### The input
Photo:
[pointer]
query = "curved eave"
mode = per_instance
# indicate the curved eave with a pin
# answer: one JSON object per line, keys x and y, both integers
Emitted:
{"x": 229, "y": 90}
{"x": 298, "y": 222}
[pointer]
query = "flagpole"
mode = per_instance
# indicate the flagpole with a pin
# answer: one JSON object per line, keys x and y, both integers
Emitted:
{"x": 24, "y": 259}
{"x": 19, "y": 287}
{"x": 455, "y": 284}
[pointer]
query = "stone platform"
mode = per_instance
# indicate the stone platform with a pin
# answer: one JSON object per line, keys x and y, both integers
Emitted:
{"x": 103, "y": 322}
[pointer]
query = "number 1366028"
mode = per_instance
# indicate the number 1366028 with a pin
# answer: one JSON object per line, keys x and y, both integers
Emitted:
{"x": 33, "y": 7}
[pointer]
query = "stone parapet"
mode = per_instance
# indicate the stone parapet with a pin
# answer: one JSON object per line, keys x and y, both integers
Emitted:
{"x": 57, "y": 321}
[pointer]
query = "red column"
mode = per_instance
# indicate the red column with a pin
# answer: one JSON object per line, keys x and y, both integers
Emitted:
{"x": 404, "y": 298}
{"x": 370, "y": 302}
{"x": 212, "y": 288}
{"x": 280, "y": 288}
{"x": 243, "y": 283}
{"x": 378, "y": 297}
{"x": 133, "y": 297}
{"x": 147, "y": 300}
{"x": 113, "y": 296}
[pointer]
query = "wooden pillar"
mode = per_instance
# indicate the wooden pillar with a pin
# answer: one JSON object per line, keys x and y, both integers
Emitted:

### Exercise task
Write out every record, exactly as written.

### Solved exercise
Photo:
[pointer]
query = "curved eave"
mode = per_instance
# indicate the curved eave with a pin
# answer: one JSON object per line, keys x and y, both integers
Emitted:
{"x": 229, "y": 90}
{"x": 298, "y": 222}
[pointer]
query = "flagpole"
mode = per_instance
# indicate the flagpole with a pin
# answer: one JSON object per line, keys x and y, both integers
Emitted:
{"x": 24, "y": 259}
{"x": 19, "y": 287}
{"x": 455, "y": 284}
[pointer]
query = "stone platform"
mode = per_instance
# indicate the stone platform with a pin
# answer: one JSON object per line, keys x and y, both integers
Emitted:
{"x": 103, "y": 322}
[pointer]
query = "number 1366028"
mode = per_instance
# indicate the number 1366028 with a pin
# answer: one JSON object per line, keys x and y, both integers
Emitted:
{"x": 33, "y": 7}
[pointer]
query = "stone parapet"
mode = per_instance
# indicate the stone parapet with a pin
# answer: one JSON object per line, keys x and y, both integers
Emitted:
{"x": 57, "y": 321}
[pointer]
query = "red column"
mode = per_instance
# indicate the red column with a pin
# answer: one JSON object per line, keys x and y, both integers
Emitted:
{"x": 404, "y": 298}
{"x": 370, "y": 302}
{"x": 212, "y": 288}
{"x": 280, "y": 288}
{"x": 243, "y": 283}
{"x": 378, "y": 297}
{"x": 133, "y": 297}
{"x": 147, "y": 300}
{"x": 113, "y": 296}
[pointer]
query = "wooden pillar"
mode = per_instance
# indicate the wooden pillar with a pin
# answer: one JSON object per line, keys x and y, both integers
Emitted:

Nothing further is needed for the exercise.